Problem to solve |
Scale the listing from the line with "every boy's dark" up to and including the line with "[231,85,264,172]", writing those lines out again with the requests and multiplying each bounding box coordinate by 1.75, rounded to whole numbers with halves going up. Give only those lines.

------------

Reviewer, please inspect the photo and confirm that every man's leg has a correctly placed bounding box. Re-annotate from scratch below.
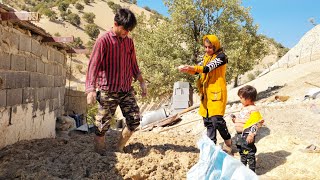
[118,89,140,152]
[203,117,217,144]
[215,116,232,154]
[94,91,118,155]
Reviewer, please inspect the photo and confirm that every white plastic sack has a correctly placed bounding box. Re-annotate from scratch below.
[187,134,258,180]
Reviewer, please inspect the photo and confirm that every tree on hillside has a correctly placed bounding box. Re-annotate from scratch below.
[42,8,57,21]
[82,12,96,23]
[107,1,121,13]
[58,1,69,12]
[165,0,265,85]
[75,3,84,11]
[67,13,81,26]
[84,24,100,40]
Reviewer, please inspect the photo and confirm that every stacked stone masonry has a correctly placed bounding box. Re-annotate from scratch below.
[0,23,67,149]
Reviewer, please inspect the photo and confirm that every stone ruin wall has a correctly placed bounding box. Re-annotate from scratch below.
[0,23,67,149]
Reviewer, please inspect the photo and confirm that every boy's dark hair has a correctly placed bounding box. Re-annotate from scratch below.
[114,8,137,31]
[238,85,257,101]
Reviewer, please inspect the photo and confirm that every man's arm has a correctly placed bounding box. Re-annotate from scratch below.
[86,38,106,104]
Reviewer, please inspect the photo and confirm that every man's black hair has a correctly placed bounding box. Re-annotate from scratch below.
[114,8,137,31]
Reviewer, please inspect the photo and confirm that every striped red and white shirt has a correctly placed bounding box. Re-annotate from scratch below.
[86,30,140,93]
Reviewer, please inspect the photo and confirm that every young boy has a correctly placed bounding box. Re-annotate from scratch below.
[231,85,264,172]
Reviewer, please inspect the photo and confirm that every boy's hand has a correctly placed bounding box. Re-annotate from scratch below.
[246,134,254,144]
[87,91,97,105]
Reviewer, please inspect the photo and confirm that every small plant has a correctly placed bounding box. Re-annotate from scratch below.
[248,73,256,81]
[67,13,81,26]
[107,1,121,13]
[82,12,96,23]
[54,32,61,37]
[84,24,100,39]
[74,3,84,11]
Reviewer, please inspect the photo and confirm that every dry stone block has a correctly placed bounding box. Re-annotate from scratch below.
[7,89,22,106]
[0,52,11,70]
[11,54,26,71]
[19,34,31,52]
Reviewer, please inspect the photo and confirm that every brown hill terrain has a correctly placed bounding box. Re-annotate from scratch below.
[0,1,320,180]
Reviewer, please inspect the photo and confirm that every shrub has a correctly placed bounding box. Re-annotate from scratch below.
[70,37,83,47]
[67,13,81,26]
[75,3,84,11]
[58,1,69,12]
[42,8,57,21]
[248,73,256,81]
[82,12,96,23]
[107,1,121,13]
[84,24,100,39]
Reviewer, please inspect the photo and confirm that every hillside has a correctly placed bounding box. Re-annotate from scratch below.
[0,1,320,180]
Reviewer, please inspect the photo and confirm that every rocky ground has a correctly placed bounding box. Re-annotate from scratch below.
[0,95,320,179]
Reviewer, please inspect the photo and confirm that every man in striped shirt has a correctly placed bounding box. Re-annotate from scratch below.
[86,9,147,154]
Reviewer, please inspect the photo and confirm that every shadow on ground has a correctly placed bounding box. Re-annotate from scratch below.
[256,150,291,175]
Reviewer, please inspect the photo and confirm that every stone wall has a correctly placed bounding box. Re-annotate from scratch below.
[0,23,66,148]
[259,25,320,76]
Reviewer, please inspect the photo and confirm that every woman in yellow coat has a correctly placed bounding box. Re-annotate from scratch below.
[178,35,231,152]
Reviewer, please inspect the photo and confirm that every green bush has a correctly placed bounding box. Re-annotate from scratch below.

------------

Task result |
Reviewer, please inspect the photo and confirm that every boy's dark hair has a correctly placed bounding box. Re-annotate from scratch below.
[200,14,240,54]
[417,149,450,177]
Reviewer, please inspect the photo and confirm that every man's arm has a correctly placed bounding box. Re-annotate from scratch below.
[151,67,186,182]
Reviewer, please inspect the photo and confirm that every man's black hair has a correctly placed bounding box. Re-annotate from scratch below.
[200,14,240,54]
Reviewer, please inspect the photo and confirm that every striped red and white shirt has a correctly placed bounding box. Re-annotate from scratch below.
[151,53,245,163]
Reviewer, please inspect the photo and confirm that every young boy has a correctly placed bounding box. Re-annotate from scratch below.
[404,149,462,301]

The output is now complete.